Rewrite the rows below, replacing every "photo" with "image" and keeping everything else unchanged. Leave the pictures out of your answer.

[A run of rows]

□ □ □ □

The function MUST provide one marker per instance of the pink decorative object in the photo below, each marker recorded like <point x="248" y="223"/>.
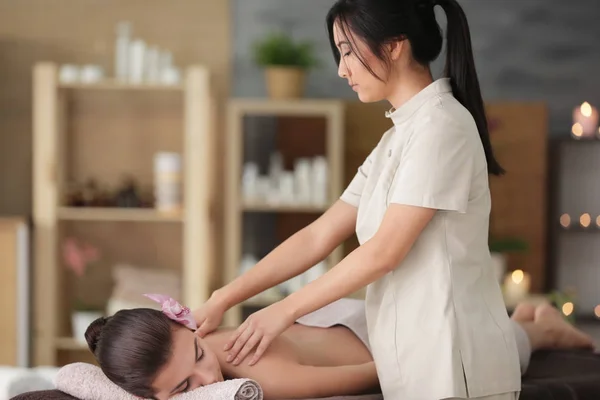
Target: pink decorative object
<point x="78" y="256"/>
<point x="585" y="120"/>
<point x="172" y="309"/>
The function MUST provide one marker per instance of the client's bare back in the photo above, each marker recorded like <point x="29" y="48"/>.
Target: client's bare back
<point x="306" y="345"/>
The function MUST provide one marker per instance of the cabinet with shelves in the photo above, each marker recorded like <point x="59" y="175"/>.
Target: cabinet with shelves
<point x="573" y="253"/>
<point x="296" y="132"/>
<point x="110" y="131"/>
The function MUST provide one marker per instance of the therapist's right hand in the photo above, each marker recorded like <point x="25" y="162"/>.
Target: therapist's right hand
<point x="209" y="316"/>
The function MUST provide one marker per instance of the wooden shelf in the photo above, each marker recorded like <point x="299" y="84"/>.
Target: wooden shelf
<point x="291" y="208"/>
<point x="67" y="343"/>
<point x="324" y="119"/>
<point x="580" y="229"/>
<point x="64" y="149"/>
<point x="111" y="84"/>
<point x="117" y="214"/>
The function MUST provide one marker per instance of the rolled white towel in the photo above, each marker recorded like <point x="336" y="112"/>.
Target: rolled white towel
<point x="88" y="382"/>
<point x="16" y="381"/>
<point x="47" y="372"/>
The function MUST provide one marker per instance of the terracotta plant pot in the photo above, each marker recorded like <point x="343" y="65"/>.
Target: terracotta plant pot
<point x="285" y="82"/>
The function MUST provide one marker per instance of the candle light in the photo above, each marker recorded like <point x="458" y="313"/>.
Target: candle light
<point x="567" y="308"/>
<point x="565" y="220"/>
<point x="585" y="120"/>
<point x="516" y="286"/>
<point x="585" y="220"/>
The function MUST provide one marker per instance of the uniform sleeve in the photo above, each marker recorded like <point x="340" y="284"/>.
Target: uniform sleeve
<point x="436" y="167"/>
<point x="354" y="190"/>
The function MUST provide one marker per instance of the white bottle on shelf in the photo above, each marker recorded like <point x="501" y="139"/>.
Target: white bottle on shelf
<point x="302" y="180"/>
<point x="250" y="183"/>
<point x="151" y="65"/>
<point x="167" y="182"/>
<point x="320" y="181"/>
<point x="137" y="50"/>
<point x="122" y="50"/>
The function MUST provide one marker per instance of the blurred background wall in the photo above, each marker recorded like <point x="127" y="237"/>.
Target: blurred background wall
<point x="83" y="31"/>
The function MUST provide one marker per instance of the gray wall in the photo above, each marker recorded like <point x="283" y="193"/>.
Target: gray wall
<point x="524" y="49"/>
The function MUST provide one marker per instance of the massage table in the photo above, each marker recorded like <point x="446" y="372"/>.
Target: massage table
<point x="552" y="375"/>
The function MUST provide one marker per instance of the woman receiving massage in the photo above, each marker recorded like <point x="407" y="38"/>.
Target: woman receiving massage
<point x="158" y="354"/>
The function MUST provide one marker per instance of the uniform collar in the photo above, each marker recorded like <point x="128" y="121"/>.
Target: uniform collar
<point x="407" y="109"/>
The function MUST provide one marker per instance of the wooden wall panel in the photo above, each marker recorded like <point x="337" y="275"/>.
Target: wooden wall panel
<point x="83" y="31"/>
<point x="12" y="336"/>
<point x="519" y="134"/>
<point x="519" y="199"/>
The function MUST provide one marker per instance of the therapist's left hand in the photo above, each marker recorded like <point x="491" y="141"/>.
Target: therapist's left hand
<point x="259" y="329"/>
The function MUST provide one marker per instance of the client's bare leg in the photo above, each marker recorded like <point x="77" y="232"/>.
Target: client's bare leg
<point x="547" y="329"/>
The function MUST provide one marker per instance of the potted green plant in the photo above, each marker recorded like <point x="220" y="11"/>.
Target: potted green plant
<point x="499" y="248"/>
<point x="285" y="63"/>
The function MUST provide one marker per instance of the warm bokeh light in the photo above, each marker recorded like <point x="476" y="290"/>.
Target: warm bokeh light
<point x="517" y="276"/>
<point x="565" y="220"/>
<point x="586" y="109"/>
<point x="585" y="220"/>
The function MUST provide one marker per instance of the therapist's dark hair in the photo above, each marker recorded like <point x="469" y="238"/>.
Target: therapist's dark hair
<point x="377" y="22"/>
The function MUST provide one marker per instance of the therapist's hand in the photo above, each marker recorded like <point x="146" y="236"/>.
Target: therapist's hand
<point x="209" y="316"/>
<point x="259" y="329"/>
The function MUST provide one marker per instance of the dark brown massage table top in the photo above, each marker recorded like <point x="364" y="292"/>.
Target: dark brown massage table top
<point x="552" y="375"/>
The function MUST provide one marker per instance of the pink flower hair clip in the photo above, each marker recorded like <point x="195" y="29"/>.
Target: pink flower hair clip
<point x="175" y="311"/>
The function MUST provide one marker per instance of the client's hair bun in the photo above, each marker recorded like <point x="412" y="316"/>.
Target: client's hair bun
<point x="93" y="332"/>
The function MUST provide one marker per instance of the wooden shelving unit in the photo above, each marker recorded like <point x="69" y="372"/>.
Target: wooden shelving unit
<point x="105" y="130"/>
<point x="305" y="127"/>
<point x="574" y="222"/>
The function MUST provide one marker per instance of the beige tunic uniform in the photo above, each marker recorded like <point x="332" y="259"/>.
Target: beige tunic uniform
<point x="437" y="324"/>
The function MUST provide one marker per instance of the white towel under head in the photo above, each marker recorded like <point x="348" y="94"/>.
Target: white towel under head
<point x="88" y="382"/>
<point x="16" y="381"/>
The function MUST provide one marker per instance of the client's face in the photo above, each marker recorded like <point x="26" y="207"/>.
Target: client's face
<point x="192" y="364"/>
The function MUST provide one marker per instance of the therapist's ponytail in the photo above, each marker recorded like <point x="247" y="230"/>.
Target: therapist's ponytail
<point x="460" y="68"/>
<point x="378" y="22"/>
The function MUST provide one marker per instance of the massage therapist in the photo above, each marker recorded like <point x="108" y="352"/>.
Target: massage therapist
<point x="419" y="205"/>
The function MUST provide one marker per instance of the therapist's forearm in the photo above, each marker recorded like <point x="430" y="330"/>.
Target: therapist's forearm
<point x="364" y="265"/>
<point x="294" y="256"/>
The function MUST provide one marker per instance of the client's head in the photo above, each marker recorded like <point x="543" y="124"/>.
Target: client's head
<point x="151" y="356"/>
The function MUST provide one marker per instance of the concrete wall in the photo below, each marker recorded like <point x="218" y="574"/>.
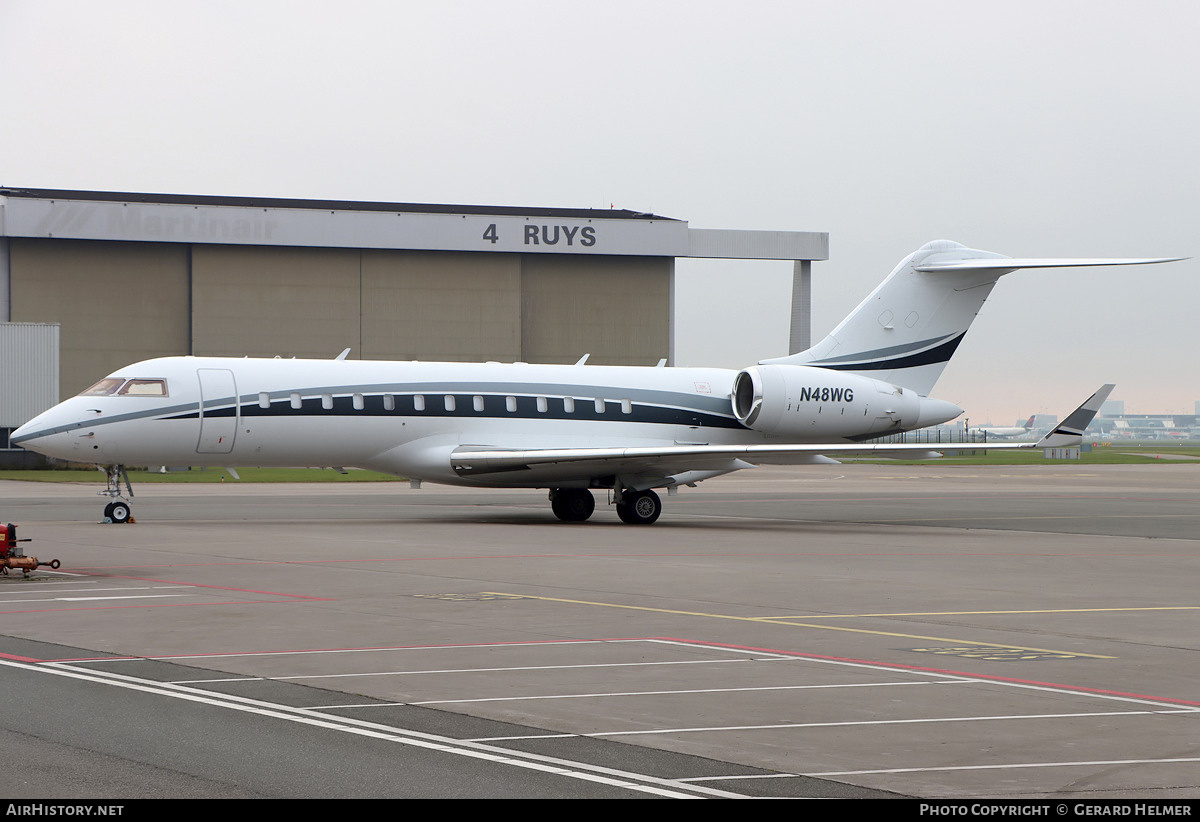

□ □ □ □

## Solution for this problem
The function MUST provide one marker per instance of the pink decorative object in the image below, each marker recorded like <point x="248" y="223"/>.
Target: pink decorative object
<point x="78" y="256"/>
<point x="585" y="120"/>
<point x="172" y="309"/>
The function MUST provide one marker per instance of the client's bare back in the image above, each marker recorded like <point x="29" y="48"/>.
Target: client's bare back
<point x="306" y="345"/>
The function MUST provide one marker per instance of the cabinet with shelves in the image above, each marker recorded like <point x="59" y="175"/>.
Target: cabinet with shelves
<point x="573" y="253"/>
<point x="296" y="132"/>
<point x="110" y="131"/>
The function MUST provide one marker per instance of the therapist's right hand in the image above, each marker recorded like <point x="25" y="162"/>.
Target: therapist's right hand
<point x="209" y="316"/>
The function MUST provide one marker per instance of the wooden shelf in the image above, each marker recorded like <point x="299" y="84"/>.
Target: wooden shelf
<point x="291" y="208"/>
<point x="67" y="343"/>
<point x="324" y="119"/>
<point x="580" y="229"/>
<point x="64" y="149"/>
<point x="111" y="84"/>
<point x="117" y="214"/>
The function MUST provide one marker per instance of the rolled white towel in the image above, each marker recorded like <point x="336" y="112"/>.
Target: rolled white towel
<point x="88" y="382"/>
<point x="16" y="381"/>
<point x="47" y="372"/>
The function MUST provide one marker per instance of the terracotta plant pot in the image above, each marker recorded like <point x="343" y="65"/>.
Target: terracotta plant pot
<point x="285" y="82"/>
The function MUST provide one marker per instance of the candle light in the image above, each marker recorded like <point x="458" y="313"/>.
Target: candle light
<point x="567" y="308"/>
<point x="565" y="220"/>
<point x="585" y="120"/>
<point x="516" y="286"/>
<point x="585" y="220"/>
The function MUST provide one marker per instance of the uniform sleeve in the image above, each marker recorded like <point x="340" y="284"/>.
Target: uniform sleeve
<point x="436" y="167"/>
<point x="354" y="190"/>
The function MUST provide one marker per instance of the white bottle on shelf in the image above, each marker recorded like <point x="501" y="139"/>.
Target: white bottle on shelf
<point x="302" y="180"/>
<point x="250" y="183"/>
<point x="151" y="65"/>
<point x="167" y="182"/>
<point x="320" y="181"/>
<point x="137" y="50"/>
<point x="122" y="50"/>
The function MUST provide one marker per instance of the blurred background wall in the image above, each marker recorded like <point x="127" y="237"/>.
Target: blurred background wall
<point x="83" y="31"/>
The function MUST provide one marker per instance of the gray wall in the image above, each marker recorded like <point x="283" y="193"/>.
Target: gray wall
<point x="524" y="49"/>
The function MUST provide one marker per instance of the massage table in the image above, each marker recorded like <point x="446" y="372"/>.
Target: massage table
<point x="552" y="375"/>
The function MUST provide one marker per instance of the woman receiving massage in the image above, each marker recorded like <point x="407" y="38"/>.
Target: woman receiving massage
<point x="158" y="354"/>
The function MUST provide one marker per instance of the uniform collar in the image above, each marker recorded like <point x="128" y="121"/>.
Target: uniform collar
<point x="407" y="109"/>
The function MUST provide one marker per instance of the wooden wall panel in the image above, each marker recorded like <point x="337" y="275"/>.
Target: wooden wall panel
<point x="83" y="31"/>
<point x="12" y="336"/>
<point x="519" y="134"/>
<point x="519" y="199"/>
The function MUST provide one marker per instance of the therapist's left hand in the image above, each marker recorded like <point x="491" y="141"/>.
Target: therapist's left hand
<point x="259" y="329"/>
The function MUST provide one marker per instance of the client's bare leg in the image above, each marker recorded like <point x="77" y="232"/>.
Target: client's bare leg
<point x="547" y="329"/>
The function MUST provide one marker per instance of the potted green plant in the image above, each marker recorded like <point x="220" y="11"/>.
Target: potted green plant
<point x="499" y="248"/>
<point x="285" y="63"/>
The function MUST provide one marker per instance of the warm bokeh light in the image above, each marker recorded like <point x="476" y="290"/>.
Target: warm bokeh light
<point x="517" y="276"/>
<point x="565" y="220"/>
<point x="586" y="109"/>
<point x="585" y="220"/>
The function MUST provide one marker per instance of the therapist's dark hair in the image above, each marker recorded like <point x="469" y="238"/>.
Target: therapist's dark hair
<point x="377" y="22"/>
The function MUST provide one marker per instance of the therapist's hand in the image above, each marker recorded like <point x="146" y="236"/>.
Target: therapist's hand
<point x="209" y="316"/>
<point x="259" y="329"/>
The function MUST provide one marker per instance of the dark brown massage table top in the image above, each marker recorded like <point x="364" y="292"/>.
Target: dark brown massage table top
<point x="552" y="375"/>
The function MUST provide one marker per instance of the pink flower hair clip in the image above, each marker recorded like <point x="195" y="29"/>.
Target: pink flower hair clip
<point x="175" y="311"/>
The function MUST provide one marker per instance of the client's hair bun in the image above, each marker recorded like <point x="412" y="316"/>.
Target: client's hair bun
<point x="93" y="332"/>
The function MUST provide one marker per instance of the wooden shelving unit in the image above, each marker recorded like <point x="69" y="372"/>.
Target: wooden shelving unit
<point x="105" y="130"/>
<point x="305" y="127"/>
<point x="574" y="222"/>
The function MUST provide one marker per instance of the beige tunic uniform in the image above, each marker recorded like <point x="332" y="259"/>.
Target: beige tunic uniform
<point x="437" y="324"/>
The function MUST provide one marker per instance of the white towel under head in the image above, each marker recorded like <point x="348" y="94"/>.
Target: white towel under head
<point x="88" y="382"/>
<point x="16" y="381"/>
The function MUST provide one marker per instance of the client's face in the image above, each marker recorded like <point x="26" y="207"/>.
Target: client's face
<point x="192" y="364"/>
The function MUST provide one marker per instance of the therapist's ponytail in the image above, each marker recorded like <point x="247" y="230"/>.
Target: therapist's ponytail
<point x="460" y="68"/>
<point x="378" y="22"/>
The function MUST provide one marker per instance of the massage therapist in the image above, each marker recorded like <point x="108" y="352"/>.
Target: massage therapist
<point x="419" y="205"/>
The function MUST provide one marker per instance of the therapist's forearm in the image above, each marker recorded like <point x="430" y="330"/>.
Target: therapist's forearm
<point x="364" y="265"/>
<point x="294" y="256"/>
The function MUST provide one marker per instance of the client's head in the image above, each marker recorded like <point x="543" y="124"/>.
Target: client's head
<point x="151" y="356"/>
The function MUST provide one marker per instance of the concrete wall in the image below, each marker recorded like <point x="218" y="574"/>.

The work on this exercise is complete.